- **Task**
Please translate this sentence from the passage on urban farming into Spanish: "In Berlin, for instance, an estimated 15% of the city's land is currently being used for urban farming; this includes around 80000 allotment gardens."

2. The allocation of land for individual/community gardens, especially for the poor. This may not only help to alleviate problems such as malnutrition and unemployment but may also help urban planners to control slum development. In addition, as cities develop and prosper, these pockets of “undeveloped” land could potentially constitute huge future assets for the city.
In Europe, for instance, allotment gardens have existed since at least the beginning of industrialisation/urbanisation in the early 19th century, when millions of poor rural migrants were suffering from malnutrition and diseases due to the appalling conditions of life in the cities. In order to improve the situation, pieces of land were provided for them to grow their own vegetables. While many of these so-called “gardens of the poor” were located on the outskirts of the city, today they often occupy attractive locations inside the city and are venerated by their current tenants, who may now be well-to-do people. In Berlin, for instance, an estimated 15% of the city’s land is currently being used for urban farming; this includes around 80000 allotment gardens.
The implementation of urban farming is, however, facing multiple challenges, the most critical of which may be land scarcity/high value of land in cities. However, land for urban farming could be provided in the same way as parking spaces are being provided; by reserving a certain percentage of a building plot for “food space”.

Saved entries
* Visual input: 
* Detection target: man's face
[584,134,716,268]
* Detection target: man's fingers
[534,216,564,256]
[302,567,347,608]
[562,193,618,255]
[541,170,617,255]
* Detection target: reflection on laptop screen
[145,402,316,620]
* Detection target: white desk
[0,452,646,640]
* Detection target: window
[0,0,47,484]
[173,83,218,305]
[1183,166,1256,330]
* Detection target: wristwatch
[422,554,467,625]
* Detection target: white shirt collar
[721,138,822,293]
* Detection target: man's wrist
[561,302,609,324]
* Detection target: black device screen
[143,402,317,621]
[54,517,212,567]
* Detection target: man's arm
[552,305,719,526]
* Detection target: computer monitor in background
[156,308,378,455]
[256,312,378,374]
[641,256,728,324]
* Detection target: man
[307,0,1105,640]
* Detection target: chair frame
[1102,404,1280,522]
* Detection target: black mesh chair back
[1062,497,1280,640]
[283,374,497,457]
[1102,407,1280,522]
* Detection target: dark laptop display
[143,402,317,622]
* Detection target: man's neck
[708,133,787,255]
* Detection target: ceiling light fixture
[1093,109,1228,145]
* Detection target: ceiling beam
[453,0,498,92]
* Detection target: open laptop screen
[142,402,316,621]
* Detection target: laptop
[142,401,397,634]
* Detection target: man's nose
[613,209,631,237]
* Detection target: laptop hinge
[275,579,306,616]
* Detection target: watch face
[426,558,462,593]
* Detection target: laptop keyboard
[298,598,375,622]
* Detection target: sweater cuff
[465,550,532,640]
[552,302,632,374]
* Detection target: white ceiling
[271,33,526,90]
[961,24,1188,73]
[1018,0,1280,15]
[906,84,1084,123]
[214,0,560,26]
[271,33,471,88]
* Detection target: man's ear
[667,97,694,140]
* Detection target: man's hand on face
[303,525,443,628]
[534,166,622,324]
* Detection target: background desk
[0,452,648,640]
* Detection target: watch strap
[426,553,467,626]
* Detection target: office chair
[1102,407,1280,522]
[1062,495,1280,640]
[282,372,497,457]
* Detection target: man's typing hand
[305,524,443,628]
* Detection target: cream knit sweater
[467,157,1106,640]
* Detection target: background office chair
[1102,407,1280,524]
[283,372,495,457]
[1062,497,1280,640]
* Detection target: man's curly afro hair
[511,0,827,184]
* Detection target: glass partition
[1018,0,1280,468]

- **Solution for this task**
En Berlín, por ejemplo, se estima que el 15 % del suelo de la ciudad se destina actualmente a la agricultura urbana; esto incluye alrededor de 80 000 parcelas de huerto.